── Reading passage

Q&A with Rick Carter, lead singer of Rollin' in the Hay

Chattanooga Times Free Press entertainment reporter Casey Phillips spoke with Rick Carter, lead singer of the Alabama-based acoustic power trio Rollin' in the Hay, about his father's storytelling prowess, recycling songs for different girlfriends and paisley ponchos.

CP: Who are some of your musical influences?

RC: I'm a huge fan of John Prine and Arlo Guthrie. I'm a huge fan of singer/songwriter/storyteller kind of guys. Many of the bigger hits that we've had were from that genre.

I started playing seriously in the early '70s in the South in Selma, Ala., where Marshall Tucker and Allman Brothers and all these bands were in our backyard. They were our peers, and that's what we did. The Rollin' in the Hay thing became like a power trio thing without drums and with a very southern-rock slant.

CP: Yet you're listed by most places as being a newgrass group.

RC: They do, and it's strange because when they say "newgrass," I guess it's because it doesn't have that high, lonesome sound. Being the lead vocalist, my voice is low and gruff. When they say newgrass, it's more of the vocal presentation than the actual instrumentation. But you're right, though, they do call us one of the forerunners of newgrass.

────
── Excerpted data

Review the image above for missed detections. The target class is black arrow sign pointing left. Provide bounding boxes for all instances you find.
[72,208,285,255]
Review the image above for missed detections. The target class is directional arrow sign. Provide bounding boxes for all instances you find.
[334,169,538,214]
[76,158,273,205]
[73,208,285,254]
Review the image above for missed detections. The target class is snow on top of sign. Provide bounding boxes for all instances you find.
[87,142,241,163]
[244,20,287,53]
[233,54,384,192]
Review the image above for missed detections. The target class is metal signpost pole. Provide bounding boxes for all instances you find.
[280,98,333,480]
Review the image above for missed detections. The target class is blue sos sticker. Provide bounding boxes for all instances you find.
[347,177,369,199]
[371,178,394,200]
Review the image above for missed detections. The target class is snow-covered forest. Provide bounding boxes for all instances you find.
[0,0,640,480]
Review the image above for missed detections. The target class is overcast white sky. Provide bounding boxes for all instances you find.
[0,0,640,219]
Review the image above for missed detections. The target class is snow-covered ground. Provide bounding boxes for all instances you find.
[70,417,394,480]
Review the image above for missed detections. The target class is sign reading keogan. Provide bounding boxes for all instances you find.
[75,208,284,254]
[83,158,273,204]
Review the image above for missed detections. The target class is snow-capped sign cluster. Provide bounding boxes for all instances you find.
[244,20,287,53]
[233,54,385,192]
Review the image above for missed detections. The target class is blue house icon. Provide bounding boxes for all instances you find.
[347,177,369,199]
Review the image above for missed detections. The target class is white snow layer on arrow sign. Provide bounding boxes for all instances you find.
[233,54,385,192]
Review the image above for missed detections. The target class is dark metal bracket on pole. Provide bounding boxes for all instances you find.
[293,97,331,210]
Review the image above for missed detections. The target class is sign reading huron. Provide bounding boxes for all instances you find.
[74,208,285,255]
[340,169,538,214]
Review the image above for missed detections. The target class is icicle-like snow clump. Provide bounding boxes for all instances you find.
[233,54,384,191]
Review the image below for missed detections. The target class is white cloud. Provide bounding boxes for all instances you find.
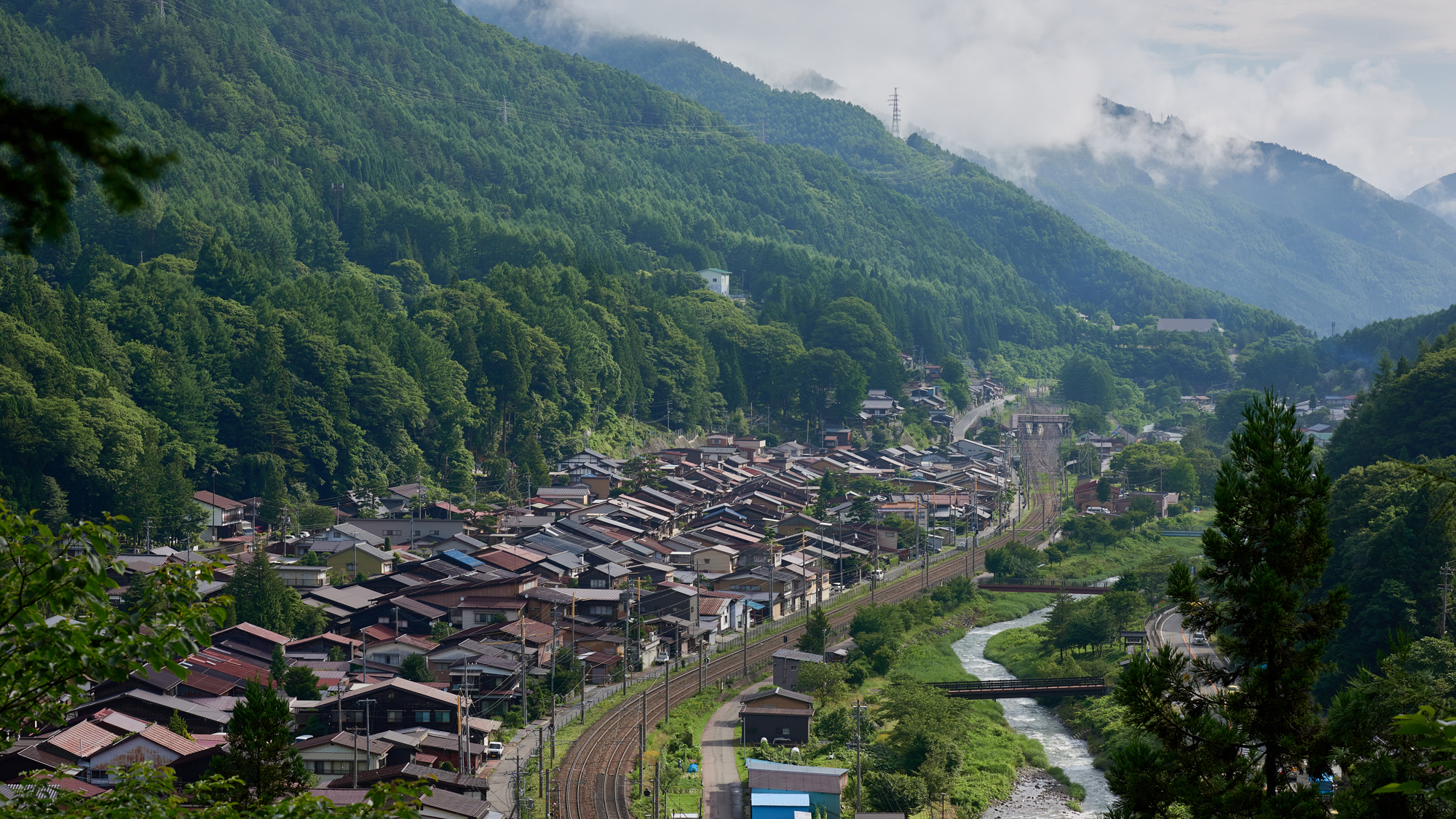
[483,0,1456,195]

────

**Objective A**
Decide whether each statement agrees with the Rick Carter interview, answering yes or no and quoting the words that settle it: (i) Carter describes his own voice as high and lonesome. (ii) Carter began playing seriously in the early '70s in Selma, Ala. (iii) Rollin' in the Hay became a power trio without drums.
**Objective B**
Extend the Rick Carter interview from where it stops.
None of the tasks draw on these lines.

**Result A**
(i) No: "my voice is low and gruff."
(ii) Yes: "I started playing seriously in the early '70s in the South in Selma, Ala."
(iii) Yes: "The Rollin' in the Hay thing became like a power trio thing without drums"

**Result B**
CP: So you see yourselves as being closer to The Allman Brothers than Newgrass Revival.

RC: I think we're a little heavier than that. The kids call us "redneck speed metal" because it's fast, but it's a lot more punchy than newgrass. It's more leftover sound than anything else in that genre.

CP: As a result of that name and being popularly lumped into the newgrass genre, has that opened any doors for you for festivals other straight Southern rock bands might not be able to play?

RC: Oh, absolutely. Yeah. A lot of it, oddly enough, is because we don't have a drummer. Without a drummer, you're more apt to be welcomed into that traditional bluegrass festival camp. Once we start playing, it's as if there were a drummer because of the fundamentals and the "oomph" we play with. The traditionalists see us as a mandolin a guitar and a bass, but when we start playing, they're like, "Wow. That's a lot heavier." We are welcomed in, though, because of our instrumentation, and a lot of those songs go back to that storyteller tradition.

CP: A lot of families, particularly in the South, have a relative who's the family storyteller. Did you have one in your family?

RC: Yeah, that would have been my father. He was definitely that guy. So I guess, being the next generation, I just added music as the background to the stories or the ability to do that.

CP: Do you count him as one of your influences then, if perhaps not in a musical way?

RC: Absolutely, and you're the first person who's ever made me think of it that way.

CP: What are some of your favorite stories that didn't come from songs?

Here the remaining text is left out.